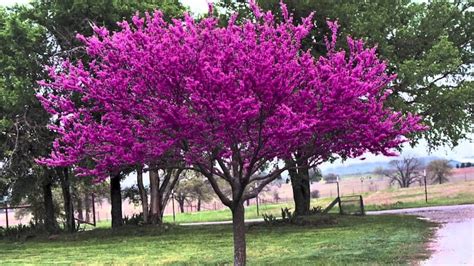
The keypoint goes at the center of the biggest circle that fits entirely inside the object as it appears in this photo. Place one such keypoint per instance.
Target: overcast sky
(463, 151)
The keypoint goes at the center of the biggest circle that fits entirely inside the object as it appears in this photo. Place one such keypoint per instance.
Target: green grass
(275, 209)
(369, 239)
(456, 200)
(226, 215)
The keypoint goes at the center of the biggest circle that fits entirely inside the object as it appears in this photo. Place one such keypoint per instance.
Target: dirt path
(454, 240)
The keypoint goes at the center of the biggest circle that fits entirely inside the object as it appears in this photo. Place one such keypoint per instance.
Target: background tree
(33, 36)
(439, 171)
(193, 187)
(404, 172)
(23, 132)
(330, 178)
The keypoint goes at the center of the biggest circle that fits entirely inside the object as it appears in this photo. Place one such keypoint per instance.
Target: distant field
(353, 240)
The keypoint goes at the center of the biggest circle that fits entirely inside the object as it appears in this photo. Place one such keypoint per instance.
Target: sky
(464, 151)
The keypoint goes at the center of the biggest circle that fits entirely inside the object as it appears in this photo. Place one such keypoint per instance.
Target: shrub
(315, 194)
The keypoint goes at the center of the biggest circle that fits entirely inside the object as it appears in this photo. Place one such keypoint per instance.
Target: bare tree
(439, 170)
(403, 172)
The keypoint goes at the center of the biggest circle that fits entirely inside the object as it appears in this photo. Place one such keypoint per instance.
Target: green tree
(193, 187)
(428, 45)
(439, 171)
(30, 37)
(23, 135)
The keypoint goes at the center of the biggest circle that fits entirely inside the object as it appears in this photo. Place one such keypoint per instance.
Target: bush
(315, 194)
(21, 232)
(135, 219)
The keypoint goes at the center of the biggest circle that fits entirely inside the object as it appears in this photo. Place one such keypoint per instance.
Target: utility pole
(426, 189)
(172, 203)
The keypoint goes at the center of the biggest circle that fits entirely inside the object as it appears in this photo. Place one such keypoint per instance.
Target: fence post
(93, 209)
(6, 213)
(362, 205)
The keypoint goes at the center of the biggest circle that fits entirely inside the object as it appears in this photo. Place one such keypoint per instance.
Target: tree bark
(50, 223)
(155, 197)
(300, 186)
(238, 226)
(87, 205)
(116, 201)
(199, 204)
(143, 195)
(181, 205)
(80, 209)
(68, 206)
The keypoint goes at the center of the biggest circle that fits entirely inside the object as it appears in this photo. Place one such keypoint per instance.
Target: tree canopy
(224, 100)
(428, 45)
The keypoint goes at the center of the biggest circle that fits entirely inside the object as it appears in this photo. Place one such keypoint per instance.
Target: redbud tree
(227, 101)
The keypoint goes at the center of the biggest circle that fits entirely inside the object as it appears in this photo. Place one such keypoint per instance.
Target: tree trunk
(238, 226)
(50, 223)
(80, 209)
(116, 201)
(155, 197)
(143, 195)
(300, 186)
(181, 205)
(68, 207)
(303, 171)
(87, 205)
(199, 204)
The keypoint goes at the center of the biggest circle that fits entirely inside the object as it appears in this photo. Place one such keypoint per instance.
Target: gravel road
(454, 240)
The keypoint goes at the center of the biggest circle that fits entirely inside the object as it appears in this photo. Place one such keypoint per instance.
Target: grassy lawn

# # # # # # #

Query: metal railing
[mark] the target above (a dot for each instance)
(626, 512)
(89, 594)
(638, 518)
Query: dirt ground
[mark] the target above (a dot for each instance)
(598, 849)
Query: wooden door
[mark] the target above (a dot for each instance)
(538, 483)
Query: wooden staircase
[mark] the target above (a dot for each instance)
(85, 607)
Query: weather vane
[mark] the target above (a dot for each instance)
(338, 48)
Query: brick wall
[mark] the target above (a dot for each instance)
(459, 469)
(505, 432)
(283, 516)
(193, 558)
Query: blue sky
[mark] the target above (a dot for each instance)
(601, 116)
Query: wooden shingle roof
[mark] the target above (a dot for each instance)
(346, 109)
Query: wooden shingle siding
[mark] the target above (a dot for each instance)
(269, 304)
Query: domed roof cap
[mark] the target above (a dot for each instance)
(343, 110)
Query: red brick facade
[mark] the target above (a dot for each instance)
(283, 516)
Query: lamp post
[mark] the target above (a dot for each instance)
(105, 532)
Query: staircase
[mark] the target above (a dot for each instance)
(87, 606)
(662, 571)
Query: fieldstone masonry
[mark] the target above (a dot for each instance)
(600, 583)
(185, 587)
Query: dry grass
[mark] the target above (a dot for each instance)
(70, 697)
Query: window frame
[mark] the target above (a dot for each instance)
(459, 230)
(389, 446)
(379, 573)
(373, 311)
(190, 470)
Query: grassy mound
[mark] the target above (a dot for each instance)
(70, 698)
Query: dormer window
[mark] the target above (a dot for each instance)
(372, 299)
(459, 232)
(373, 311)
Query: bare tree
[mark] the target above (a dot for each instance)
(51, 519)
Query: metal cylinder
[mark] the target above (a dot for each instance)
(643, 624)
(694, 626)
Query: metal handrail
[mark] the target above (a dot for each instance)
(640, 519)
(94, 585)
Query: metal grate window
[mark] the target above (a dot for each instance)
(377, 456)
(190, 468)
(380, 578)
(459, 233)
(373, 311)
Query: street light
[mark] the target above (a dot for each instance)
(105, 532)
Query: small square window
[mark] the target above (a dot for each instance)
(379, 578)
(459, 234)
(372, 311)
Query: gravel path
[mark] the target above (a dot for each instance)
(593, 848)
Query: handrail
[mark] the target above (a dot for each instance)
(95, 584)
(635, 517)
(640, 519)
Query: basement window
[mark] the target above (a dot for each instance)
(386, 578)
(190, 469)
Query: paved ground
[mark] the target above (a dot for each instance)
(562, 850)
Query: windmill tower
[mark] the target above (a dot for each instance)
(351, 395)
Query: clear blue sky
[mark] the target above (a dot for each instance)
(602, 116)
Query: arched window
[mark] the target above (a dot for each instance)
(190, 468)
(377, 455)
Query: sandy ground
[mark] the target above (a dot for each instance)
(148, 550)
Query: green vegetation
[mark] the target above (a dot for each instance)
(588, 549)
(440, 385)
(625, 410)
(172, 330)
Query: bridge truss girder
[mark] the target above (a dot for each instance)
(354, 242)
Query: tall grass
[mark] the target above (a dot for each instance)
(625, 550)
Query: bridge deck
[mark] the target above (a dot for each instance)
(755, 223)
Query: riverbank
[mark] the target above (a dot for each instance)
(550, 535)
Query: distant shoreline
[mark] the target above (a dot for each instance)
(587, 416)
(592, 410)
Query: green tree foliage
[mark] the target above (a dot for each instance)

# # # # # # #

_EXERCISE:_ Please count up the lines above that include the string "shingle" and respond with the total alone.

_FINISHED EXERCISE:_ 2